Your goal:
The listing should be returned in its entirety, exactly as given.

Data records:
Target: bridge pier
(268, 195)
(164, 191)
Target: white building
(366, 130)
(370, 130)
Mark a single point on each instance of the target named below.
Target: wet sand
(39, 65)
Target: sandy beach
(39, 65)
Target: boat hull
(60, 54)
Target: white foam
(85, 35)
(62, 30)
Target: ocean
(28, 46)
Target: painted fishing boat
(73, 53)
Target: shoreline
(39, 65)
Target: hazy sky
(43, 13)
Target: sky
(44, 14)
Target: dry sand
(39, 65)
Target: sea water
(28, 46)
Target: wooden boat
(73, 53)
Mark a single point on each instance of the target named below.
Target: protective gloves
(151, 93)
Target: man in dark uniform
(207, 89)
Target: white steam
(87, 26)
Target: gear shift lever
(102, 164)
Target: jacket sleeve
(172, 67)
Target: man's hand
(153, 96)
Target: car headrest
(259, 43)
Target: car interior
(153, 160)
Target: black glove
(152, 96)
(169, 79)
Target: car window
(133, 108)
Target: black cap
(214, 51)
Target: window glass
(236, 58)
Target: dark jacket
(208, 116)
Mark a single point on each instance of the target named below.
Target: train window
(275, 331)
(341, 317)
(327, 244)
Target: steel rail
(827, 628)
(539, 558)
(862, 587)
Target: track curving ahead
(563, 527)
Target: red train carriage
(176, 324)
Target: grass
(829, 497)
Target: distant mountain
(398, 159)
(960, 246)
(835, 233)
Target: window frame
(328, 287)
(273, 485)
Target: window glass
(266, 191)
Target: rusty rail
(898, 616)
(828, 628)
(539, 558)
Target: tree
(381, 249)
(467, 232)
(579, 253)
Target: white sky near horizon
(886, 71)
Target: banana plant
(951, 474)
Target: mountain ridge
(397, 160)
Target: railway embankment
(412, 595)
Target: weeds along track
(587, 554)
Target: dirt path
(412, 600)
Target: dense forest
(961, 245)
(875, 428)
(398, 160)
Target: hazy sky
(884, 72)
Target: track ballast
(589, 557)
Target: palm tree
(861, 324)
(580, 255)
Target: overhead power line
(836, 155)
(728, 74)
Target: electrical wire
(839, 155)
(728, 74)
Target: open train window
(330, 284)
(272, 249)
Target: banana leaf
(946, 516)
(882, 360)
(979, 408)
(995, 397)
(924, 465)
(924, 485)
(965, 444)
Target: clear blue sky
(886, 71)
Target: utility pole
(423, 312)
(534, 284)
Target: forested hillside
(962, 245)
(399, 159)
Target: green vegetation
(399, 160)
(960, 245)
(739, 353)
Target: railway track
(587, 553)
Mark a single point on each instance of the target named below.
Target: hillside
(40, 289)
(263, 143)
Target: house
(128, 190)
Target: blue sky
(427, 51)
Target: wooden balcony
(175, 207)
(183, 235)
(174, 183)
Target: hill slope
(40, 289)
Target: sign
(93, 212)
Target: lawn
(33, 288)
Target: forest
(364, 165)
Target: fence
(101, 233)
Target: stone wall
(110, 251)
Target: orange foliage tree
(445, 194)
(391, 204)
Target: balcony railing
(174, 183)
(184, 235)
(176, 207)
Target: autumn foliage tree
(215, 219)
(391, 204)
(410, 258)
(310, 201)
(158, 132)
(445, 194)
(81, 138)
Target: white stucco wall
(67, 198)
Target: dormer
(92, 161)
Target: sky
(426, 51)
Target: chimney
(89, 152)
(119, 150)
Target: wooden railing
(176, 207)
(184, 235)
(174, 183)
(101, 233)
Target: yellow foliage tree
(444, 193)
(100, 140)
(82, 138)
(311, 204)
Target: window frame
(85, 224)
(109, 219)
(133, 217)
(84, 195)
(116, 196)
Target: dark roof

Response to this task:
Target: bridge pier
(268, 195)
(164, 191)
Target: white building
(366, 130)
(370, 130)
Mark a single point on each instance of the target named below.
Target: wet sand
(39, 65)
Target: sandy beach
(39, 65)
Target: boat hull
(60, 54)
Target: white foam
(85, 35)
(62, 30)
Target: ocean
(28, 46)
Target: painted fishing boat
(73, 53)
Target: shoreline
(39, 65)
Target: hazy sky
(43, 13)
Target: sky
(44, 14)
Target: dry sand
(39, 65)
Target: sea water
(28, 46)
Target: wooden boat
(73, 53)
Mark a single point on each instance of the target named below.
Target: protective gloves
(151, 93)
Target: man in dark uniform
(207, 89)
Target: white steam
(87, 26)
Target: gear shift lever
(102, 164)
Target: jacket sleeve
(172, 67)
Target: man's hand
(153, 96)
Target: car headrest
(259, 43)
Target: car interior
(153, 160)
Target: black glove
(152, 96)
(169, 79)
Target: car window
(133, 108)
Target: black cap
(214, 51)
Target: window glass
(236, 58)
Target: dark jacket
(208, 116)
Mark a single point on each instance of the target named below.
Target: train window
(275, 331)
(341, 317)
(327, 244)
Target: steel rail
(827, 628)
(539, 558)
(862, 587)
Target: track curving ahead
(563, 527)
Target: red train carriage
(176, 324)
Target: grass
(829, 497)
Target: distant mountain
(398, 159)
(960, 246)
(835, 233)
Target: window frame
(328, 287)
(273, 485)
Target: window glass
(266, 191)
Target: rusty rail
(898, 616)
(828, 628)
(539, 558)
Target: tree
(381, 249)
(467, 232)
(579, 253)
Target: white sky near horizon
(886, 71)
Target: banana plant
(951, 474)
Target: mountain ridge
(397, 160)
Target: railway embankment
(412, 595)
Target: weeds along track
(587, 554)
Target: dirt path
(412, 600)
Target: dense forest
(961, 245)
(875, 428)
(398, 160)
Target: hazy sky
(884, 72)
Target: track ballast
(589, 557)
Target: palm tree
(861, 324)
(580, 255)
Target: overhead power line
(836, 155)
(728, 74)
Target: electrical wire
(839, 155)
(728, 74)
Target: open train window
(330, 284)
(272, 249)
Target: banana leaf
(946, 516)
(882, 360)
(979, 408)
(995, 397)
(924, 465)
(924, 485)
(965, 444)
Target: clear blue sky
(886, 71)
Target: utility pole
(423, 312)
(534, 284)
Target: forested hillside
(962, 245)
(399, 159)
Target: green vegetation
(399, 160)
(960, 245)
(739, 353)
Target: railway track
(587, 553)
Mark a single point on each instance of the target named below.
Target: hillside
(40, 289)
(263, 143)
Target: house
(128, 190)
Target: blue sky
(427, 51)
Target: wooden balcony
(175, 207)
(183, 235)
(174, 183)
Target: hill slope
(40, 289)
Target: sign
(93, 212)
Target: lawn
(33, 288)
Target: forest
(364, 165)
Target: fence
(101, 233)
Target: stone wall
(110, 251)
Target: orange foliage tree
(445, 194)
(391, 204)
Target: balcony railing
(174, 183)
(184, 235)
(176, 207)
Target: autumn foliage tree
(215, 219)
(391, 204)
(410, 258)
(310, 201)
(158, 132)
(445, 194)
(81, 138)
Target: white stucco wall
(67, 198)
Target: dormer
(92, 161)
Target: sky
(426, 51)
Target: chimney
(89, 152)
(119, 150)
Target: wooden railing
(176, 207)
(184, 235)
(174, 183)
(101, 233)
Target: yellow foliage tree
(444, 193)
(100, 140)
(82, 138)
(311, 204)
Target: window frame
(85, 224)
(109, 219)
(133, 217)
(84, 195)
(116, 196)
Target: dark roof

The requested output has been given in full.